### PAGE EXTRACT

So this is where maybe things do get a tiny bit controversial. After all, one can ask the very fundamental question, should health plans be in the business of choosing a single large integrated system to partner with in a particular healthcare market, and then essentially give that patient care organization all the advantages it possibly can against its competitors?
I am not for one moment suggesting that Aetna is alone in its perspective on this. There are partnerships like this emerging all across the country. But it does add a new spin to the “quasi-monopoly” discussion that’s been taking place in healthcare for years, in which industry observers have noted that there has been a constant teeter-totter dynamic going on in markets across the country, in which patient care organizations consolidate, and then health plans consolidate—or vice-versa—and that leads to a continuous cycle of “arms buildup” between the two types of entities. It’s happening everywhere now.
But when one very large health insurer teams up with one market-dominant provider system in one market, does that make things better? One could look at it all sorts of ways.
What is interesting to me is that, no matter how one gets there, the transformation to a more cost-effective, process-standardized, utilization-efficient healthcare takes place, it will inevitably be a rocky one, and will in the short term and medium term create winners and losers. The U.S. healthcare system is evolving from an extremely inefficient, non-standardized, non-accountable, non-transparent, wasteful, costly health system with extreme quality variation, to one that eventually will be more reliable and consistent in terms of quality, cost-effectiveness, accountability, transparency, and patient- and community-centeredness. And in an extremely complex system as we have in this country, with federal and state purchasers and payers, private insurer purchasers and payers, and every kind of provider and provider organization imaginable, it’s going to be a messy journey forward.
But the question does deserve to be asked—and perhaps there’s no real answer to the question, but let’s ask it anyway—should single-insurer-single-provider partnerships come to dominate individual healthcare markets?

### PROVIDED MATERIAL
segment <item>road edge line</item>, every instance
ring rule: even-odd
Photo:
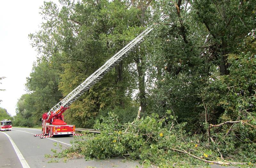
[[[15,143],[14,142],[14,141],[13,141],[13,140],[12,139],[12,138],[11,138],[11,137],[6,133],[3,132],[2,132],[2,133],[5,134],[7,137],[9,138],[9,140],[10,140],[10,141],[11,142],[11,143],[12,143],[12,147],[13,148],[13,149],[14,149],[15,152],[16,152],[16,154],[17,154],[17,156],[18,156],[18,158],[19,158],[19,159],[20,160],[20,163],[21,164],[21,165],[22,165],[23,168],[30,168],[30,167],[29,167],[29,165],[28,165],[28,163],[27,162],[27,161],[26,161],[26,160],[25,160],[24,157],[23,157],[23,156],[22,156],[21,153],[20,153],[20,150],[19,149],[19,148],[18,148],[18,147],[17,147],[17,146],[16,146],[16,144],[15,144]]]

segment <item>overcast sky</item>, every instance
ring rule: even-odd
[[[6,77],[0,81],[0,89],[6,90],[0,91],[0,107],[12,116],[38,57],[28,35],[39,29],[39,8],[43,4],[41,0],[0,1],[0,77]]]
--
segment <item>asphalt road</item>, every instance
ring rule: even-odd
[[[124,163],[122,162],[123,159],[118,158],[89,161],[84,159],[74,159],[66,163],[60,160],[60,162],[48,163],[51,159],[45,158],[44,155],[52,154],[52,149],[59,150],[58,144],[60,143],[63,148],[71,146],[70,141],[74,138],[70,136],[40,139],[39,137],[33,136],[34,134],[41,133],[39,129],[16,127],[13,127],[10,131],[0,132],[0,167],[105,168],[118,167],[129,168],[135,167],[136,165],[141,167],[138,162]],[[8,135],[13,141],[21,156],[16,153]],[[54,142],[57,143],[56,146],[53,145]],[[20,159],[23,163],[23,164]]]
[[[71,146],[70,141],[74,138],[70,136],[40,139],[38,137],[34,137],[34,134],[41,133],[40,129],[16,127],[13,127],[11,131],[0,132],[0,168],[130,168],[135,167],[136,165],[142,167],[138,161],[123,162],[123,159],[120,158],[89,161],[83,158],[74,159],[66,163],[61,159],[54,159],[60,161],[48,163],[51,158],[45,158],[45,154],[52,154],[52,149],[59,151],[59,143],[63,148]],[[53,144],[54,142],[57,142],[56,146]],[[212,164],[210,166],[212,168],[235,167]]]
---
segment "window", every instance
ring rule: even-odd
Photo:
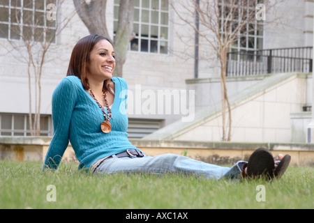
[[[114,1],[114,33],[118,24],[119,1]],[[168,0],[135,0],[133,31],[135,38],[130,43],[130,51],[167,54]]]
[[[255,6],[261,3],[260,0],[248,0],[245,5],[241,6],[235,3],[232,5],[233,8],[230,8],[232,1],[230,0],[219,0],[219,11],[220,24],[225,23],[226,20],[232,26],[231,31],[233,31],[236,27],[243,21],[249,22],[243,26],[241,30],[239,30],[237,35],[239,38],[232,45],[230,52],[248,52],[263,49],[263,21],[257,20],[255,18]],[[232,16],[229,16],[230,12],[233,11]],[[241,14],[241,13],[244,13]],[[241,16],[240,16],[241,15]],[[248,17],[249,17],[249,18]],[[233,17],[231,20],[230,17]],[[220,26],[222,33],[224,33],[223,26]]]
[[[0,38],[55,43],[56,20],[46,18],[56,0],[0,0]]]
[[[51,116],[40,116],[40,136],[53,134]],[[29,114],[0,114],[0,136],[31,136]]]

### EXERCISE PROMPT
Set down word for word the part of the health care article that opens with the words containing "But when one" and closes with "sorts of ways.".

### RESULT BELOW
But when one very large health insurer teams up with one market-dominant provider system in one market, does that make things better? One could look at it all sorts of ways.